Exercise materials:

***

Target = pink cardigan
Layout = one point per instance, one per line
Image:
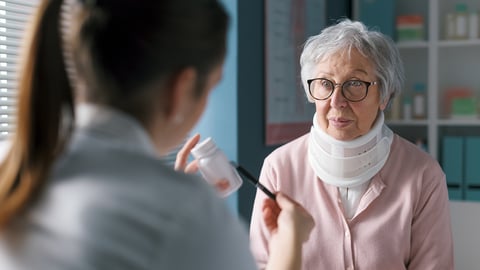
(402, 221)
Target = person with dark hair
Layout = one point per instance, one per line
(106, 88)
(379, 202)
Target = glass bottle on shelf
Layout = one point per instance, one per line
(461, 21)
(419, 111)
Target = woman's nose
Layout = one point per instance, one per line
(337, 100)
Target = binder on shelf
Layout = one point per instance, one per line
(472, 157)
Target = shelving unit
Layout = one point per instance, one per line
(439, 64)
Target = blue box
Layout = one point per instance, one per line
(452, 159)
(472, 160)
(472, 194)
(378, 14)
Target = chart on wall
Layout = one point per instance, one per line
(288, 24)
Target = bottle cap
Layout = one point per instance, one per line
(419, 87)
(205, 148)
(461, 7)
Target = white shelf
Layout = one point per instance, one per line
(412, 44)
(407, 122)
(459, 43)
(440, 64)
(459, 122)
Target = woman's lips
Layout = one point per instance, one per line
(339, 122)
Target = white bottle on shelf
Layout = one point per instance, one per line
(419, 111)
(450, 25)
(473, 25)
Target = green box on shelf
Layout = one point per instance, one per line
(472, 157)
(464, 107)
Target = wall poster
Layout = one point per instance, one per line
(288, 24)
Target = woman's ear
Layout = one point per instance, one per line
(181, 86)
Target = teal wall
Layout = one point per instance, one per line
(219, 120)
(235, 115)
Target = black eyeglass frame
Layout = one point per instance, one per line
(309, 82)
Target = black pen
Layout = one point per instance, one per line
(254, 181)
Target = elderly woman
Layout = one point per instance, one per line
(378, 201)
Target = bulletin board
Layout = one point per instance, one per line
(288, 23)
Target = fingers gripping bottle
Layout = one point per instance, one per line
(216, 168)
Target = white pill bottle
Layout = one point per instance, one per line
(216, 168)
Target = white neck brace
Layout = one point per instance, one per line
(349, 163)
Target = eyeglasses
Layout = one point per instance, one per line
(352, 90)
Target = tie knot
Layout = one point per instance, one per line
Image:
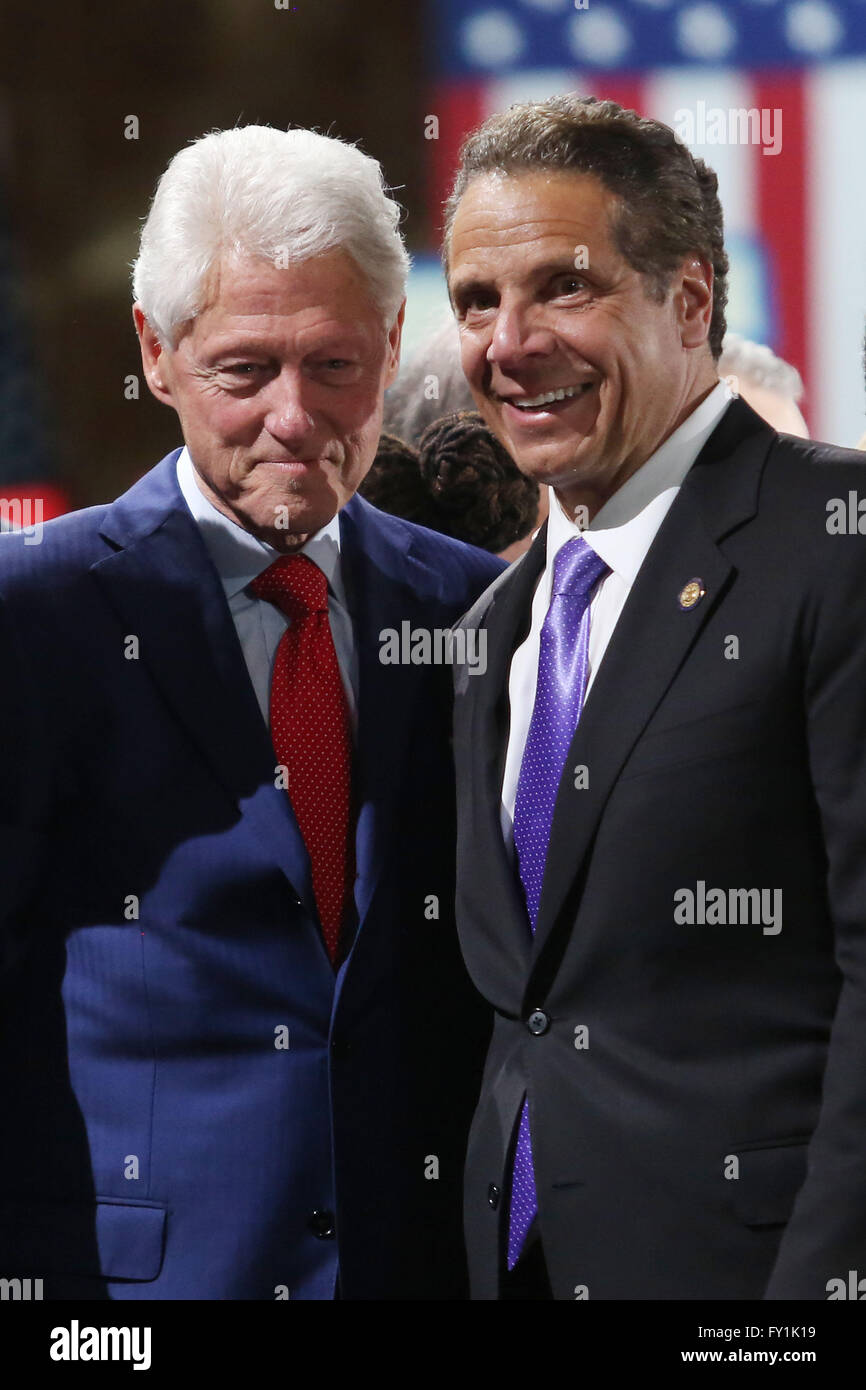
(576, 569)
(295, 584)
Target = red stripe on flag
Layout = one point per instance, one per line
(781, 216)
(459, 109)
(54, 501)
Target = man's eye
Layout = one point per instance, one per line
(476, 303)
(569, 285)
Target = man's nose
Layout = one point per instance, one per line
(519, 332)
(289, 410)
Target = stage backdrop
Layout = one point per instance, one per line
(772, 93)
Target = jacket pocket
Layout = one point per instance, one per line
(770, 1176)
(100, 1239)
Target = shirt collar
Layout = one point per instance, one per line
(624, 527)
(241, 556)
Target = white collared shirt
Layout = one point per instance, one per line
(620, 533)
(239, 558)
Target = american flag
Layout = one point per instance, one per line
(794, 191)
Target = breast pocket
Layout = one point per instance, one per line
(769, 1179)
(719, 736)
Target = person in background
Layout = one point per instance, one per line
(662, 772)
(766, 382)
(459, 481)
(227, 944)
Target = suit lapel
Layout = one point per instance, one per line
(167, 592)
(485, 719)
(651, 641)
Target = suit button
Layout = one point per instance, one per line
(321, 1225)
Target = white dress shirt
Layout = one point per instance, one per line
(239, 558)
(620, 533)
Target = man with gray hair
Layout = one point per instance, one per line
(227, 931)
(769, 384)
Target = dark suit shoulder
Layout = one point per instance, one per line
(811, 496)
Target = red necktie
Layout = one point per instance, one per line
(312, 733)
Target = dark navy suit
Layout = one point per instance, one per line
(160, 933)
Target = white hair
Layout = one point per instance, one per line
(277, 195)
(761, 366)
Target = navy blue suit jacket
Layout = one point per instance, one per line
(160, 943)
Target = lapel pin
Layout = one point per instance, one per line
(691, 594)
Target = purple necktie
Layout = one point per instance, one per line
(559, 697)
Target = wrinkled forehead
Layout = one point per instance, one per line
(513, 213)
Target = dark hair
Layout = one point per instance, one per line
(460, 481)
(394, 484)
(667, 199)
(481, 494)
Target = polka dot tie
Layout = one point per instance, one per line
(312, 733)
(559, 697)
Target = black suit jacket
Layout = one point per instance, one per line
(698, 1090)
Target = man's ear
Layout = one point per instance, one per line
(153, 356)
(694, 300)
(395, 337)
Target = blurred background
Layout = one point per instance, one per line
(95, 99)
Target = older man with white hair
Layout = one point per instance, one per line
(228, 945)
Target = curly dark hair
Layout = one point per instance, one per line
(394, 484)
(667, 200)
(460, 481)
(481, 494)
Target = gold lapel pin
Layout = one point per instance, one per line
(691, 594)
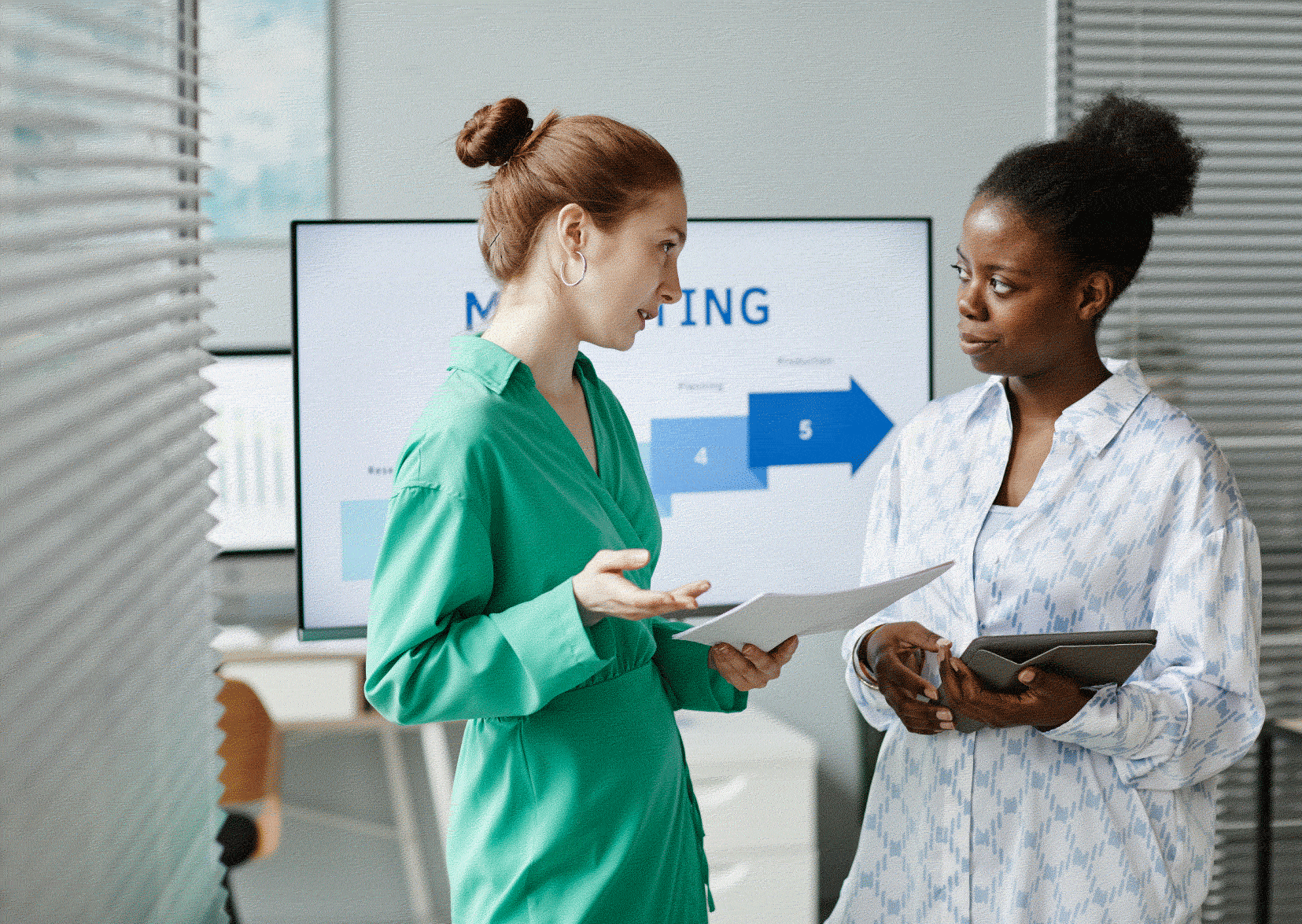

***

What the task asks:
Arrange every line of the items above as a JSON list of strings, one string per line, with blank lines and the pictures left out.

Written solution:
[
  "Target = pink cardigan",
  "Layout = one point per instance, one per line",
  "Image:",
  "(402, 221)",
  "Target = person with dark hair",
  "Layout = one point per instance, one per line",
  "(106, 88)",
  "(379, 202)",
  "Target = glass bottle on shelf",
  "Layout = one point per instance, one per line",
  "(461, 21)",
  "(419, 111)",
  "Target = woman's nose",
  "Layout = one point per instance, one per line",
  "(337, 100)",
  "Target = binder on shelf",
  "Layout = one point per instance, one per line",
  "(472, 157)",
  "Target = shelving unit",
  "Layout = one point per instance, one per line",
  "(439, 64)",
  "Target = blue box",
  "Layout = one point per instance, one per line",
  "(452, 159)",
  "(472, 160)",
  "(472, 194)",
  "(378, 14)",
  "Target = chart on wall",
  "Layout = one point per instance, one per line",
  "(288, 24)",
  "Target = bottle cap",
  "Layout = one point per instance, one per line",
  "(419, 87)",
  "(205, 148)",
  "(461, 7)",
  "Target = white shelf",
  "Layout = one point per instance, one per line",
  "(412, 44)",
  "(407, 122)",
  "(459, 43)",
  "(440, 64)",
  "(459, 122)",
  "Target = woman's lips",
  "Layout = one point per instance, one per line",
  "(339, 122)",
  "Target = white bottle on shelf",
  "Layout = one point per instance, one per line",
  "(419, 111)",
  "(450, 25)",
  "(473, 25)",
  "Target = green box on shelf",
  "Layout = one point per instance, one per line",
  "(472, 157)",
  "(464, 107)",
  "Target = wall poster",
  "Layout = one point per instance, one per line",
  "(288, 24)",
  "Target = woman's ear",
  "Layout = one point per instance, one per line",
  "(181, 86)",
  "Target = teal wall",
  "Layout = one point per instance, one per line",
  "(219, 120)",
  "(235, 115)",
  "Target = black eyeglass frame",
  "Layout = one point per instance, one per line",
  "(309, 82)",
  "Target = black pen",
  "Layout = one point per instance, one per line",
  "(254, 181)",
  "Target = elderly woman",
  "Layout = one point per instance, one per line",
  "(378, 201)",
  "Target = bulletin board",
  "Layout = one point per instance, one per line",
  "(288, 23)",
  "Target = fingers gripping bottle",
  "Layout = one point per instance, one per line",
  "(216, 168)",
  "Target = white pill bottle",
  "Layout = one point per instance, one per line",
  "(216, 168)",
  "Target = white neck brace",
  "Layout = one point per instance, one per line",
  "(349, 163)",
  "Target = eyeglasses",
  "Layout = one point per instance, one per line",
  "(352, 90)",
  "Target = tie knot",
  "Layout = one point per instance, one per line",
  "Image:",
  "(576, 569)",
  "(295, 584)",
  "Target = red stripe on flag",
  "Layout = one point per instance, one per line",
  "(781, 216)",
  "(459, 109)",
  "(54, 501)",
  "Target = man's eye",
  "Layout = one point per instance, one per line",
  "(476, 303)",
  "(569, 285)",
  "Target = man's nose",
  "Layout = one point per instance, one per line",
  "(519, 332)",
  "(289, 410)",
  "Target = stage backdrop",
  "Layout = one point per instance, one per line",
  "(772, 93)",
  "Target = jacket pocket",
  "Layout = one point per instance, one per line",
  "(770, 1176)",
  "(100, 1239)",
  "Target = shirt collar",
  "Layout = one point per instance, one per line",
  "(624, 527)",
  "(241, 556)",
  "Target = white collared shirt",
  "Layout = one point per instance, one per line",
  "(620, 533)",
  "(239, 558)",
  "Target = american flag",
  "Layout = one point per instance, one per line",
  "(794, 191)",
  "Target = breast pocket",
  "Layout = one point per instance, one per line",
  "(769, 1179)",
  "(719, 736)",
  "Target = person in background",
  "Layout = one point per instance, one per line",
  "(662, 772)",
  "(766, 382)",
  "(459, 481)",
  "(227, 944)",
  "Target = suit lapel",
  "Layout = one point per instance, one per line",
  "(167, 592)",
  "(485, 719)",
  "(651, 641)",
  "Target = suit button",
  "Layout = one point per instance, one per line",
  "(321, 1225)",
  "Target = white dress shirt",
  "Layout = one point per instance, one per line",
  "(239, 558)",
  "(620, 533)",
  "Target = man with gray hair",
  "Layout = one point per instance, one per line",
  "(227, 931)",
  "(769, 384)",
  "Target = dark suit shoulder",
  "Layout = one point per instance, one per line",
  "(811, 496)",
  "Target = red necktie",
  "Layout = one point per instance, one per line",
  "(312, 733)",
  "Target = dark navy suit",
  "Layout = one point per instance, one per line",
  "(160, 933)",
  "Target = white hair",
  "Layout = one point per instance, one per line",
  "(277, 195)",
  "(761, 366)",
  "Target = navy blue suit jacket",
  "Layout = one point per instance, one per line",
  "(160, 943)",
  "Target = lapel pin",
  "Layout = one point per instance, one per line",
  "(691, 594)",
  "Target = purple necktie",
  "Layout = one point per instance, one per line",
  "(559, 697)",
  "Target = wrinkled forehead",
  "Layout = one point per instance, one per line",
  "(513, 213)",
  "Target = dark hair",
  "Layout = one point per instance, one per line",
  "(460, 481)",
  "(394, 484)",
  "(667, 199)",
  "(481, 494)",
  "Target = polka dot tie",
  "Layout = one point per instance, one per line",
  "(312, 733)",
  "(559, 697)",
  "Target = black suit jacket",
  "Layout = one point per instance, one per line",
  "(698, 1090)",
  "Target = man's ear",
  "Layout = one point per instance, one per line",
  "(153, 356)",
  "(694, 300)",
  "(395, 337)",
  "Target = blurred background",
  "Layout = one point per instance, one per line",
  "(95, 99)",
  "Target = older man with white hair",
  "Layout = one point per instance, one per line",
  "(228, 945)",
  "Target = curly dark hair",
  "Layout = one point per instance, one per line",
  "(394, 484)",
  "(667, 200)",
  "(460, 481)",
  "(481, 494)",
  "Target = gold lapel pin",
  "Layout = one point per instance, one per line",
  "(691, 594)"
]